Tekst źródłowy —
##########

Sztuka przewidywania

Szanowni Motocykliści, Kochani Motocykliści,

poniżej przekazujemy Wam jako lekturę OBOWIĄZKOWĄ kolejny tekst związany z bezpieczeństwem motocyklisty na drogach. Zespół Dzienników Motocyklowych określa go jako jeden z najważniejszych jakie do tej pory zamieszczaliśmy.

  • Możecie się źle zapakować do podróży
  • Wasze Panie na tylnym siodełku lub Szanowne Motocyklistki, poprzez kilkugodzinne ugniatanie kaskiem fryzur nie będą z tego faktu zadowolone
  • Możecie zmoknąć w czasie ulewy letnią porą
  • Możecie kląć na złe dopasowanie ubrania do dnia podróży…

Itd., itp…

Ale brak doświadczenia w obserwacji tego co przed i za Wami i właściwa ocena sytuacji, która w sekundach, a może i ich ułamkach, powinna być oceniona z wyciągnięciem optymalnych dla sytuacji wniosków, może skończyć się, nie ukrywajmy tego co najmniej boleśnie.

Dlatego też lektura tego tekstu ma uczulić Was na zagadnienie Waszego bezpieczeństwa poprzez SEE – Search, Evaluate, Execute co w wolnym tłumaczeniu może powinno oznaczać: Szukaj, Oceniaj, Wykonuj.

Możecie się z tym zgadzać lub nie, ale warto przynajmniej się nad tym pochylić, porozmawiać, a w głębi duszy wyciągać wnioski.

Naczelną dewizą Waszą ma być: WRACAĆ DO DOMÓW BEZPIECZNIE

Steffek Gajda

———————

sztuka przewidywania

Naucz się wyprzedzać teraźniejszość o kilka sekund

Uczyłeś się kiedyś przewidywać przyszłość? Nie mówię o rzeczach, które miałyby się zdarzyć jutro. Mówię o rzeczach, które mogą się zdarzyć w ciągu kilku najbliższych sekund. O małych rzeczach, które mogą mieć ogromny wpływ na Twoje bezpieczeństwo. Mówię o spodziewaniu się niespodziewanego. O nauczeniu się przewidywania tych pozornie losowych zdarzeń, które mogą wystąpić na drodze i wystawić Cię na ryzyko jako motocyklisty. Szczęśliwie dla Ciebie, możesz się nauczyć takiego przewidywania. Fundacja Motorcycle Safety Foundation nazywa to „S.E.E.” (w języku angielskim „Search”, „Evaluate”, „Execute”, czyli w tłumaczeniu na język polski – „Szukaj”, „Oceniaj”, „Wykonuj”). „S.E.E.” pomoże Ci przewidzieć tyle zdarzeń, ile jest Ci potrzebne do zachowania bezpieczeństwa podczas jazdy.

##########

Dostarczone dane —
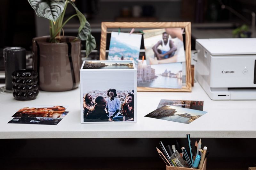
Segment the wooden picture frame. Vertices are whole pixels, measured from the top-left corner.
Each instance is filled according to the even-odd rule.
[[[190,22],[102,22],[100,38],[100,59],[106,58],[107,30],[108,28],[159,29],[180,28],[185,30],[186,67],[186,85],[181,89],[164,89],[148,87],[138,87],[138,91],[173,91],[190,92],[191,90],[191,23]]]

##########

Szczegóły zadania — Dopisz ciąg dalszy tekstu o sztuce przewidywania na drodze, zaczynając po jego ostatnim zdaniu.

Odpowiedź do zadania —
Szukaj

Na co patrzysz w czasie jazdy? Na kłaczaste, białe chmury sunące po błękitnym niebie? Na obcisłą parę dżinsów idącą wzdłuż drogi? A może na wiewiórki szalejące na konarach drzew? Swoją odpowiedź prawdopodobnie zacząłbyś od stwierdzenia: „to zależy”. Jazda po szerokiej, dwupasmowej drodze na terenie wiejskim, wymaga zupełnie innej uwagi niż jazda po zatłoczonej drodze w mieście. A możliwość oglądania nieba, ludzi i dzikich zwierząt w trakcie podróży to przecież jedna z największych przyjemności związanych z jeżdżeniem motocyklem.
Kluczowe jest tutaj to, żeby zbyt długo nie utkwić wzroku w jednym punkcie, tylko żeby ciągle go przekierowywać i w ten sposób pozyskiwać tym zmysłem tak dużo informacji, jak to tylko możliwe. Metoda „S.E.E.” uczy, żeby przewidywać to, co może się zdarzyć na drodze z wyprzedzeniem ok. 12-sekundowym. To są podstawowe wytyczne. Oczywiście nie rozpraszaj się liczeniem sekund. Tylko patrz na drogę tak daleko, jak to możliwe, z uwzględnieniem warunków, jakie w danym momencie na niej panują. Jeśli coś zwróci Twoją uwagę w odległości ok. 800 m, to nie ignoruj tego.
I pamiętaj, że nie wszystkie zdarzenia w przyszłości znajdują się przed Tobą. Sprawdzaj też często swoje lusterka. Samochód przed Tobą może co jakiś czas zbaczać, a inny może mieć włączony kierunkowskaz, ale nie skręcać. Poza tym wyobraź sobie taką sytuację: przed Tobą znajduje się znak ostrzegawczy „Strefa szkolna”, a samochód, który widzisz w lusterku, przybliża się do Ciebie; Przed Wami, w niedalekiej odległości, jest skrzyżowanie; Czy każdy z Was jest przygotowany do skrętu? A co jeśli na drogę wyskoczy wiewiórka?
„Szukać” to znaczy zbierać tyle informacji, ile jest możliwe, o wszystkim, co dzieje się wokół Ciebie. To nic innego jak zbieranie wskazówek odnośnie tego, co może się wydarzyć. Potem wchodzi etap drugi – „Ocenianie”.

Oceniaj

Weźmy powyższą sytuację. Strefa szkolna. Zbaczający samochód. Skrzyżowanie. Inny samochód w lusterku. To wszystko są wskazówki – nawet wiewiórka. I kiedy „Szukasz”, to powinieneś też jednocześnie i bez przerwy „Oceniać”, co to wszystko znaczy. Czyli używać tych wizualnych wskazówek do przewidywania przyszłości.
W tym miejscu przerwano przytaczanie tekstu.